▸ Extrahierter Text
◇ ◇ ◇ ◇ ◇

Bild: Bauernprotest in Vehlefanz, Brandenburg, 08.01.2024: Traktoren blockieren…
## Sorge vor Kaperung durch Rechte
Die Proteste der Landwirte gegen Subventionskürzungen haben am Montag
bundesweit zu großen Verkehrsbehinderungen geführt. Am Brandenburger Tor in
Berlin nahmen rund 550 Demonstranten mit ähnlich vielen Fahrzeugen am
Protest teil, darunter zahlreiche Traktoren. In Erfurt zählte die Polizei
etwa 1600 Fahrzeuge. An vielen Orten gab es Traktorkolonnen sowie
zeitweilige Blockaden von Autobahnauffahrten, allein in Brandenburg wurden
100 Autobahnauffahrten blockiert.
Im VW-Werk Emden wurde die Produktion gestoppt. Es sei für die
Beschäftigten nicht möglich gewesen, zur Arbeit zu kommen, sagte eine
VW-Sprecherin. Die Bauern erhielten in einigen Städten Unterstützung, etwa
von Lastwagenfahrern und Handwerkern.
Bundeswirtschaftsminister Robert Habeck warnte vor einer [1][Kaperung der
Bauernproteste durch extreme Kräfte]. „Es kursieren Aufrufe mit
Umsturzfantasien. Extremistische Gruppen formieren sich, völkisch
nationalistische Symbole werden offen gezeigt. Es wird sichtbar, dass in
den letzten Jahren etwas ins Rutschen geraten ist, was den legitimen
demokratischen Protest und die freie Meinungsäußerung entgrenzt“, sagte der
Grünen-Politiker in einem auf sozialen Medien verbreiteten Video. Darin
forderte er auch eine Debatte über einen Wandel der Landwirtschaft.
In vielen Orten Deutschlands müssen sich Autofahrer, Schüler und
Busfahrgäste aufgrund der Proteste auf starke Behinderungen einstellen.
Mehrere Kultusministerien der Länder kündigten an, dass Schüler
entschuldigt werden, sollten sie es wegen der Aktionen nicht zum Unterricht
schaffen. (dpa)

◇ ◇ ◇ ◇ ◇

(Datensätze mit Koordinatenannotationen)
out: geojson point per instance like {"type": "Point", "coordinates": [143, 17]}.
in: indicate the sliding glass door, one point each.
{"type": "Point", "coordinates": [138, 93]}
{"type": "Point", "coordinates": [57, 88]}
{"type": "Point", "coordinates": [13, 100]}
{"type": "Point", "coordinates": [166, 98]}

◇ ◇ ◇ ◇ ◇

▸ Aufgaben
A. Wie viele Autobahnauffahrten wurden laut dem Text über die Bauernproteste allein in Brandenburg blockiert?
B. Setze den Text über die Bauernproteste bitte im Anschluss an seinen letzten Satz fort.

▸ Ergebnisse der Aufgaben
A. 100 Autobahnauffahrten.

B.
## Proteste angelaufen
Die Proteste von Landwirt:innen gegen die Agrarpolitik sind am Montag
angelaufen – und sie fallen teils harsch aus. Der [2][rbb berichtete, ein
Reporter und ein Techniker des Senders seien bei der Berichterstattung
bedroht und beschimpft worden]. Sie hatten zunächst nur mit
Polizeiunterstützung die Autobahn A13 an der Abfahrt Ortrand
(Oberspreewald-Lausitz) verlassen können. Danach wurden sie auf der
Bundesstraße am Weiterfahren gehindert und bedrängt. Demonstranten stellten
sich vor den Übertragungswagen und schlugen dagegen.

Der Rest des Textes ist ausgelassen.